Set problem:
Could you sift the material below and copy out every line that contains the string "bush"? Case counts.

Given records:
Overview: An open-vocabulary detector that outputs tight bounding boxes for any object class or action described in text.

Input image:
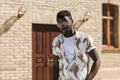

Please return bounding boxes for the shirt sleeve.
[52,37,59,56]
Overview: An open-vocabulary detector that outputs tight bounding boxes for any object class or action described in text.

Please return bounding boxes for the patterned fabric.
[52,32,95,80]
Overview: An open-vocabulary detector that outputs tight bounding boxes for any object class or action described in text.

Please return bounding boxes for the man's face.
[57,16,73,35]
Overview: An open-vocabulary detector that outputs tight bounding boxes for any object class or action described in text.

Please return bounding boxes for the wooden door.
[32,24,60,80]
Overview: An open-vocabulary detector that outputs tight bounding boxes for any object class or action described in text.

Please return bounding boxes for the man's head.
[56,10,74,36]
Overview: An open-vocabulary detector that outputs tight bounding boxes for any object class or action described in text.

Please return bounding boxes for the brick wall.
[0,0,119,80]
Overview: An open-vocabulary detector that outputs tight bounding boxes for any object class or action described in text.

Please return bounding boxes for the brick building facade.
[0,0,120,80]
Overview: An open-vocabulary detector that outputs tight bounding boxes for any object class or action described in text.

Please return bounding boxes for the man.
[52,10,100,80]
[0,7,25,36]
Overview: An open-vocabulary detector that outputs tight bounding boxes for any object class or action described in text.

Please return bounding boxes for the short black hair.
[57,10,72,19]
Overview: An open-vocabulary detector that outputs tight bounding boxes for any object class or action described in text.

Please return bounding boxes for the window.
[102,3,118,48]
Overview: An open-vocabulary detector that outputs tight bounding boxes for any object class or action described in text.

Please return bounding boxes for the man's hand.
[17,7,25,18]
[73,12,91,30]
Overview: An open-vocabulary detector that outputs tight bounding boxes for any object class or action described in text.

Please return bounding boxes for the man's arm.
[0,7,25,36]
[86,49,101,80]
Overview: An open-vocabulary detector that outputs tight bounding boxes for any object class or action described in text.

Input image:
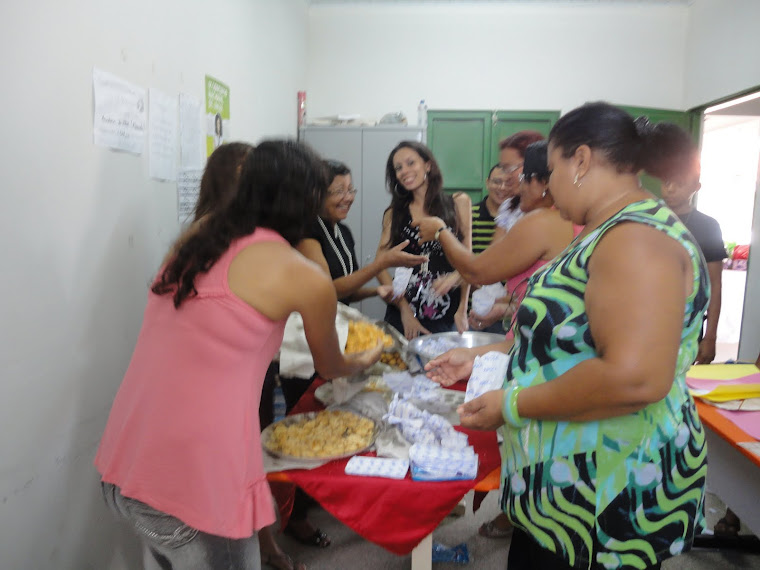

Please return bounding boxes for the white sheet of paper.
[739,441,760,456]
[92,67,147,154]
[148,87,177,180]
[179,93,206,169]
[177,169,203,224]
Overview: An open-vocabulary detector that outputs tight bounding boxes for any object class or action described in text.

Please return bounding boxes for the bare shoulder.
[589,223,689,270]
[228,242,334,320]
[452,192,472,209]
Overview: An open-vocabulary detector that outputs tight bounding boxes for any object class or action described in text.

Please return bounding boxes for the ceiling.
[307,0,694,6]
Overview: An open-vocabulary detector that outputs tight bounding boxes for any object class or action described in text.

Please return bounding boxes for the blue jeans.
[102,482,261,570]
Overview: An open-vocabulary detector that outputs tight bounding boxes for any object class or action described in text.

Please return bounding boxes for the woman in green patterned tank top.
[433,103,709,570]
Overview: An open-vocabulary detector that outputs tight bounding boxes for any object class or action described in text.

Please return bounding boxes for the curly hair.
[195,142,253,221]
[385,141,461,246]
[151,140,328,308]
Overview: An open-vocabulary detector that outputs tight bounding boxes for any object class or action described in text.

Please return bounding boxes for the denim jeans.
[102,482,261,570]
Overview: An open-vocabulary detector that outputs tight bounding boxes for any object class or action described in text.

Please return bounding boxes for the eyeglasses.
[327,186,359,198]
[499,162,523,174]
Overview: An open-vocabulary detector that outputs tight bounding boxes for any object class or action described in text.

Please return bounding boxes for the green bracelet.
[501,383,528,429]
[433,226,451,241]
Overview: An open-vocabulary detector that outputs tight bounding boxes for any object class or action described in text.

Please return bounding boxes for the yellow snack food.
[346,321,393,354]
[380,352,406,370]
[265,410,375,459]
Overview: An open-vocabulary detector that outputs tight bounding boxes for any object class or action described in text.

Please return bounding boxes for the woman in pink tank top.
[95,141,382,570]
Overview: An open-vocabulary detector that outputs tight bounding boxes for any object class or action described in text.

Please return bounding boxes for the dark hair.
[486,162,501,180]
[325,160,351,180]
[385,141,459,245]
[523,140,550,182]
[151,140,327,307]
[499,130,545,212]
[195,142,253,221]
[549,101,695,178]
[499,131,546,158]
[635,117,699,180]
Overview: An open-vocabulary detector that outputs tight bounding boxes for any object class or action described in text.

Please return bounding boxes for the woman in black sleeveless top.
[378,141,472,339]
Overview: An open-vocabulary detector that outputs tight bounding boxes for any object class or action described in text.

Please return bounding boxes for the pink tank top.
[95,228,287,538]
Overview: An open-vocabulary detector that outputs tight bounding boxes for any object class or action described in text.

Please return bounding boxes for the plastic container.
[298,91,306,127]
[417,99,427,127]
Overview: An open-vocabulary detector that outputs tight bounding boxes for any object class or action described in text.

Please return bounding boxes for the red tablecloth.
[286,379,501,555]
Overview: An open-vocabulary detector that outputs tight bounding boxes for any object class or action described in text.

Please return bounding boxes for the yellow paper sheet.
[686,364,758,380]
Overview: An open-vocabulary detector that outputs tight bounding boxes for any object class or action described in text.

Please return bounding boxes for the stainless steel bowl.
[407,331,504,366]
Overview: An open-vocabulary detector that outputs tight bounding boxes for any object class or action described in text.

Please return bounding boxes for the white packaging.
[472,283,505,317]
[464,351,509,402]
[346,455,409,479]
[393,267,414,299]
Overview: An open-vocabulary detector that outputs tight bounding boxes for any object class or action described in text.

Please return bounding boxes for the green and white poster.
[206,75,230,156]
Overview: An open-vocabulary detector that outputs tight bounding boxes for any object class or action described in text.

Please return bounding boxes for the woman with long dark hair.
[430,103,710,570]
[378,141,472,339]
[95,141,382,570]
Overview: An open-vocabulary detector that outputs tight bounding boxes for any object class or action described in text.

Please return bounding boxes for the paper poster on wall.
[148,87,177,180]
[177,169,203,225]
[179,93,206,168]
[92,67,147,154]
[206,75,230,156]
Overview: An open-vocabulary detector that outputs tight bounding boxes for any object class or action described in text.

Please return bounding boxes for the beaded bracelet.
[501,382,528,429]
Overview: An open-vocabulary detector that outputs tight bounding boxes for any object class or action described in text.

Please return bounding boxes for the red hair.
[499,131,546,158]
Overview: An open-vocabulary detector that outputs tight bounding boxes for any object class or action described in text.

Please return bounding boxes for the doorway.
[697,92,760,362]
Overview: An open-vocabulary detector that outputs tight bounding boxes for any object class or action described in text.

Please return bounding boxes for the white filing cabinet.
[300,125,425,319]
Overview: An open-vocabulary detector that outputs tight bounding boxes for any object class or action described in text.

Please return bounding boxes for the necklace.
[317,216,354,275]
[678,208,694,228]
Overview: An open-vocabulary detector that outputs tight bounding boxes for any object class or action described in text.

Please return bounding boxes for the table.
[687,365,760,549]
[268,379,501,570]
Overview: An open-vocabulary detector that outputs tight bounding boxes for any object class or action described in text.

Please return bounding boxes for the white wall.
[0,0,307,570]
[307,2,688,122]
[684,0,760,108]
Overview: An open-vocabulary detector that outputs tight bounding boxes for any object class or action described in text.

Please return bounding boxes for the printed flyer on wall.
[206,75,230,156]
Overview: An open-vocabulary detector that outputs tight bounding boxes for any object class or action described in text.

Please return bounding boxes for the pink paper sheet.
[686,372,760,390]
[718,409,760,439]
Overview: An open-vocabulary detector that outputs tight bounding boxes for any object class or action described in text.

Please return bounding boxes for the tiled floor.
[268,492,760,570]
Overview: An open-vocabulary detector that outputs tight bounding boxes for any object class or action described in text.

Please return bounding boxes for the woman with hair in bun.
[377,141,472,339]
[428,103,710,570]
[413,141,582,340]
[492,130,546,234]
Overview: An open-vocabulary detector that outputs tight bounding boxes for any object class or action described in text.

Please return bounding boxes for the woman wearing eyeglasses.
[415,141,581,336]
[493,131,544,234]
[424,103,710,570]
[298,160,426,304]
[416,141,583,538]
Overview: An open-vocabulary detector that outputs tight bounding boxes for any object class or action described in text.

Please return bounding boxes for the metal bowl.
[407,331,504,366]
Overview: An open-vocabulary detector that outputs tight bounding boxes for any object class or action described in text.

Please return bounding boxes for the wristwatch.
[433,226,449,241]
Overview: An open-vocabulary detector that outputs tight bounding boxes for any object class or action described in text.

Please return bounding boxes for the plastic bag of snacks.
[346,321,393,354]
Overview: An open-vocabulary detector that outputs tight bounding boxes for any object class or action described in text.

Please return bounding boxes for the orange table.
[695,365,760,535]
[267,379,500,570]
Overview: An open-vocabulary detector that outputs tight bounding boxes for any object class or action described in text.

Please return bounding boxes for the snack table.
[268,379,501,570]
[687,364,760,535]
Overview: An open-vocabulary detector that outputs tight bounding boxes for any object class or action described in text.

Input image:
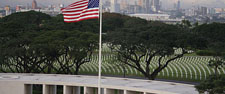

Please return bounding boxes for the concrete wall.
[0,81,25,94]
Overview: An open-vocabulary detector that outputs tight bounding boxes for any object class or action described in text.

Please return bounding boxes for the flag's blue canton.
[88,0,99,8]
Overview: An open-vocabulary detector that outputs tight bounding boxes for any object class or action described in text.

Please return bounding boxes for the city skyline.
[0,0,225,9]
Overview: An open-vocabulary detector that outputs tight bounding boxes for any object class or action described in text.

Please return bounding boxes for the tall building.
[110,0,120,13]
[32,0,37,9]
[5,5,11,16]
[145,0,151,13]
[16,5,22,12]
[120,0,128,10]
[177,0,180,10]
[151,0,160,13]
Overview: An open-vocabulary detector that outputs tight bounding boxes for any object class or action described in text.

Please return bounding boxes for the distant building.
[16,5,22,12]
[120,0,128,10]
[177,0,181,11]
[129,14,183,24]
[151,0,160,13]
[5,5,11,16]
[215,8,225,13]
[32,0,38,9]
[200,7,207,16]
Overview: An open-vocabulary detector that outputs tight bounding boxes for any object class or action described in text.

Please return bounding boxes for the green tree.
[35,30,98,74]
[193,23,225,75]
[107,18,192,80]
[195,75,225,94]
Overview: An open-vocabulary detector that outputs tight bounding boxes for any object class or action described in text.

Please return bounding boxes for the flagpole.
[98,0,102,94]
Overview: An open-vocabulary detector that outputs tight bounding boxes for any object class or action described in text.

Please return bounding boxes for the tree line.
[0,11,225,80]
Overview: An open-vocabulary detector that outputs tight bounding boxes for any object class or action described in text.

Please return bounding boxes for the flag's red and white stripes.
[61,0,99,23]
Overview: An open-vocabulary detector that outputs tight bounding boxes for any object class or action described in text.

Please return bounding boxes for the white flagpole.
[98,0,102,94]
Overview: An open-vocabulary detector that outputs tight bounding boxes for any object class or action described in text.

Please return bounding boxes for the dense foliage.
[0,11,225,79]
[0,11,98,74]
[195,75,225,94]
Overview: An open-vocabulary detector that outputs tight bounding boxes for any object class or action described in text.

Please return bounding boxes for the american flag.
[61,0,99,23]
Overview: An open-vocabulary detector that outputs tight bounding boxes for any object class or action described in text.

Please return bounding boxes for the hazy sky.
[0,0,225,8]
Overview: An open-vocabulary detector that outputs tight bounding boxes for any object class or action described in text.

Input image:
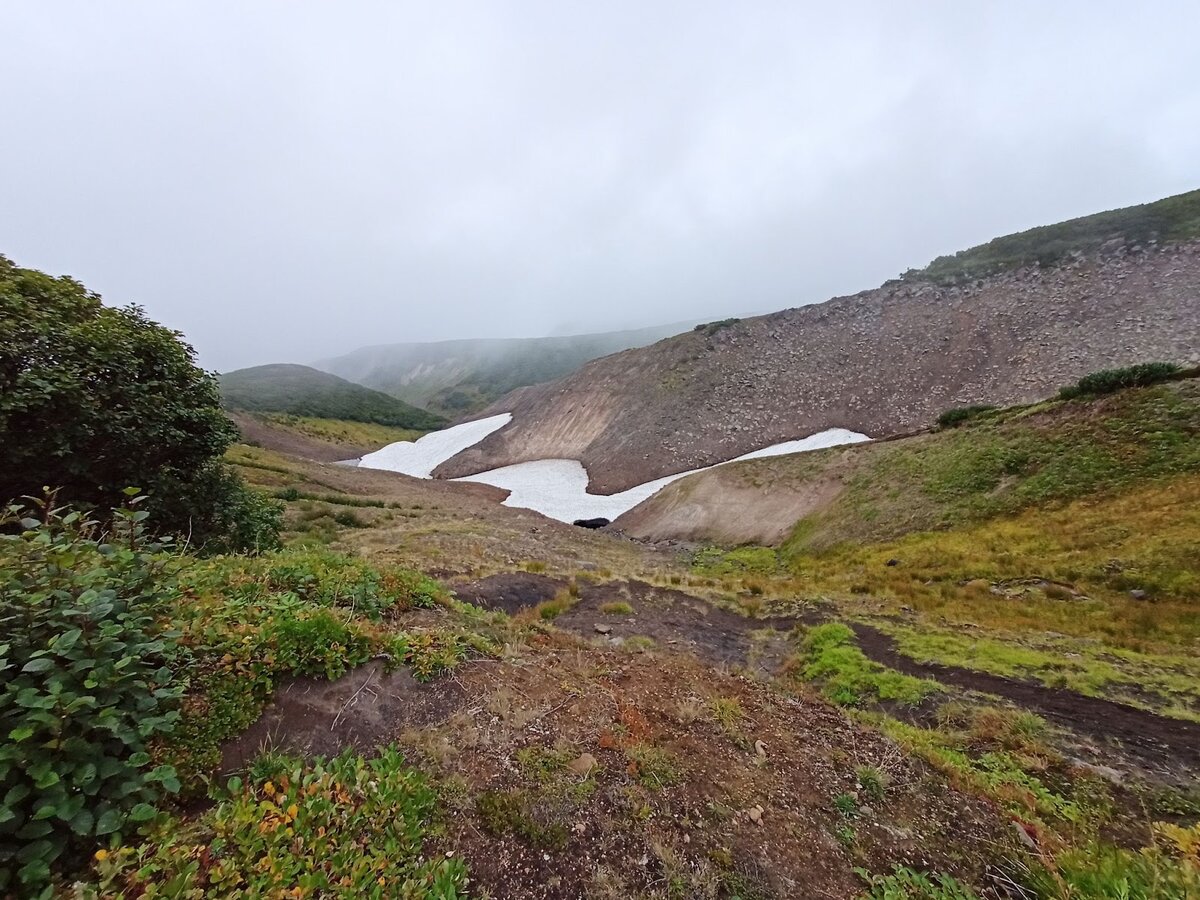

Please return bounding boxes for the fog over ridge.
[0,0,1200,370]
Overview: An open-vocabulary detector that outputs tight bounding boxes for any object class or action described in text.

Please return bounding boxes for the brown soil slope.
[437,241,1200,493]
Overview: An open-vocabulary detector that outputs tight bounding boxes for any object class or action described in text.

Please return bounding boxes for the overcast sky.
[0,0,1200,371]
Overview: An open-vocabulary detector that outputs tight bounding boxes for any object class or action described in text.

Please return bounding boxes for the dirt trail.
[852,624,1200,772]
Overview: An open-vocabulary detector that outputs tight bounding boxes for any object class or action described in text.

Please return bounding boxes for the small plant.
[676,697,704,725]
[854,766,888,802]
[833,793,858,818]
[600,600,634,616]
[937,403,996,428]
[1058,362,1183,400]
[87,746,467,898]
[854,866,979,900]
[625,744,683,790]
[709,697,745,734]
[0,501,182,894]
[475,791,569,850]
[264,610,371,680]
[803,622,938,706]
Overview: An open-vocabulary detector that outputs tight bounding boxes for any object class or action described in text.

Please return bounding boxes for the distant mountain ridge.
[434,191,1200,493]
[218,362,445,431]
[314,323,695,419]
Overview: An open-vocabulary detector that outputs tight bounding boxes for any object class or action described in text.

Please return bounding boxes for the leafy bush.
[854,866,979,900]
[85,748,467,899]
[0,256,278,551]
[263,610,371,680]
[937,403,996,428]
[1058,362,1183,400]
[0,503,182,892]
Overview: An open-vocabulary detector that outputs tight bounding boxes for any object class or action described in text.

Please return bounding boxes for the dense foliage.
[0,506,181,893]
[221,365,445,431]
[1058,362,1183,400]
[0,250,280,550]
[85,748,467,900]
[905,191,1200,282]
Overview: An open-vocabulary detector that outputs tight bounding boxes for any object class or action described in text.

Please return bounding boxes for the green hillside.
[317,323,691,419]
[905,191,1200,283]
[220,364,445,431]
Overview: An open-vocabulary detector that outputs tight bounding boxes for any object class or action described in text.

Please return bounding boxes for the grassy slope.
[905,191,1200,282]
[320,323,688,418]
[697,378,1200,719]
[221,365,445,431]
[768,378,1200,557]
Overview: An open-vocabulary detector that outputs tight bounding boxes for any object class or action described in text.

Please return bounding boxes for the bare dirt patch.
[221,661,464,773]
[410,634,1012,900]
[450,572,566,616]
[613,457,842,546]
[853,624,1200,776]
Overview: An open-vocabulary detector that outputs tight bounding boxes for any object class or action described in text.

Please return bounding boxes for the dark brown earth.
[456,574,1200,780]
[853,625,1200,776]
[450,572,566,616]
[221,660,463,774]
[436,242,1200,493]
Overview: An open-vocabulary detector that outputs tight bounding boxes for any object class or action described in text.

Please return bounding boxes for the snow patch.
[455,428,870,522]
[359,413,870,522]
[359,413,512,478]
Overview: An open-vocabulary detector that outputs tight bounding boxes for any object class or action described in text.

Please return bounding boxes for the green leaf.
[71,809,96,834]
[50,628,83,653]
[96,809,121,838]
[130,803,158,822]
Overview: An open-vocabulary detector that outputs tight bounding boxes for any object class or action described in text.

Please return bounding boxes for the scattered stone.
[1013,822,1038,851]
[566,754,598,778]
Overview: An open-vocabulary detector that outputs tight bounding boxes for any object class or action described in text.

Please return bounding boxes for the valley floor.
[187,427,1200,900]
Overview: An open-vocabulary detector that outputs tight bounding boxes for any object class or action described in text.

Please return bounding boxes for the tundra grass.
[260,413,426,448]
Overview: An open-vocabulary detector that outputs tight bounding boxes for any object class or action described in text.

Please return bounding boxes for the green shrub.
[0,250,278,552]
[1058,362,1183,400]
[85,748,467,899]
[803,622,938,706]
[0,503,181,893]
[263,610,371,680]
[937,403,996,428]
[854,866,979,900]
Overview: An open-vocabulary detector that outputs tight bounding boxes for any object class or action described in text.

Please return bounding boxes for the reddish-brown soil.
[409,635,1012,900]
[221,661,463,773]
[437,241,1200,493]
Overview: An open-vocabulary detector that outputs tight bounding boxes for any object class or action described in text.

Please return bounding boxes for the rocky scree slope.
[434,240,1200,493]
[317,323,692,419]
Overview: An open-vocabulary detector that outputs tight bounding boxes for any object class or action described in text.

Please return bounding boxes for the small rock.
[1013,822,1038,851]
[566,754,598,778]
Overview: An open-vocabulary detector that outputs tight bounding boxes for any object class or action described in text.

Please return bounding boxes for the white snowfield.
[359,413,512,478]
[359,413,870,522]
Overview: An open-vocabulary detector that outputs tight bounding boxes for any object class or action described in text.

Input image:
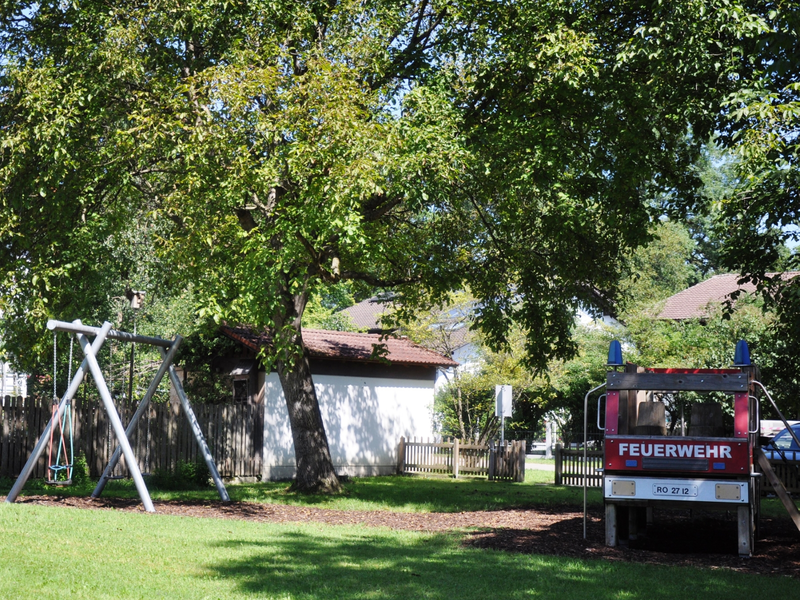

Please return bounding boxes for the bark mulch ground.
[7,496,800,579]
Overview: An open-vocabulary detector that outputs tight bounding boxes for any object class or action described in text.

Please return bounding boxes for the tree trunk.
[275,276,342,494]
[278,348,341,494]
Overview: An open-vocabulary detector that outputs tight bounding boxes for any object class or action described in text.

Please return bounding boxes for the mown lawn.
[0,503,796,600]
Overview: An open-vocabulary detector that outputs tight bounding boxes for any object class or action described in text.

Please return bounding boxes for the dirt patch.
[7,496,800,579]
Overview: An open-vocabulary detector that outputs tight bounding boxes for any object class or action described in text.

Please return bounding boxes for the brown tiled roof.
[221,326,458,367]
[342,298,391,330]
[658,271,798,321]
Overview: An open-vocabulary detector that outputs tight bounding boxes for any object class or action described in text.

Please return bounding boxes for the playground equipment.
[45,331,75,485]
[6,320,230,512]
[584,341,800,556]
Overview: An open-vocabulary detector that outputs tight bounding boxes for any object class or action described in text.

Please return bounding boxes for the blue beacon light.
[733,340,752,367]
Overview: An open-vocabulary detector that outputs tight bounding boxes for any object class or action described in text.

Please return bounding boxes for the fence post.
[453,438,458,479]
[554,444,564,485]
[397,435,406,475]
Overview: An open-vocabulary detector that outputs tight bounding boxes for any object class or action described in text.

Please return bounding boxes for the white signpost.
[494,385,511,444]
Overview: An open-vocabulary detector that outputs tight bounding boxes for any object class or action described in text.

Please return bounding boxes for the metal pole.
[6,321,106,502]
[47,319,172,348]
[92,335,183,498]
[77,321,156,512]
[753,379,800,446]
[583,383,608,539]
[128,311,136,402]
[159,348,231,502]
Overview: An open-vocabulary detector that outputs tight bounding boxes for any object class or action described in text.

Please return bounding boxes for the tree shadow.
[200,528,768,600]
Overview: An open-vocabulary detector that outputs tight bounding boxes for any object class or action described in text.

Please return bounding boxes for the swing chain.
[67,335,75,406]
[53,331,58,402]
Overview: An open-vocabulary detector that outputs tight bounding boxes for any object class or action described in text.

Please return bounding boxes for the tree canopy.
[0,0,776,489]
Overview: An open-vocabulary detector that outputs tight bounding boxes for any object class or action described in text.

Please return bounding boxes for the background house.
[658,271,800,321]
[221,327,457,479]
[342,297,480,391]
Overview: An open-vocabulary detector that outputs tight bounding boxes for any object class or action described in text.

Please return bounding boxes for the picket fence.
[0,396,264,478]
[553,444,603,487]
[397,437,525,481]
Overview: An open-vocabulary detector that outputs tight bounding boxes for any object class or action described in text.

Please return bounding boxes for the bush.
[148,460,211,490]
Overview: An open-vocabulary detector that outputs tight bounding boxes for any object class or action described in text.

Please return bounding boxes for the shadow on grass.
[0,476,602,512]
[206,529,772,600]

The answer:
Please return bounding boxes for the leafy bush.
Please return bounding boxes for the bush.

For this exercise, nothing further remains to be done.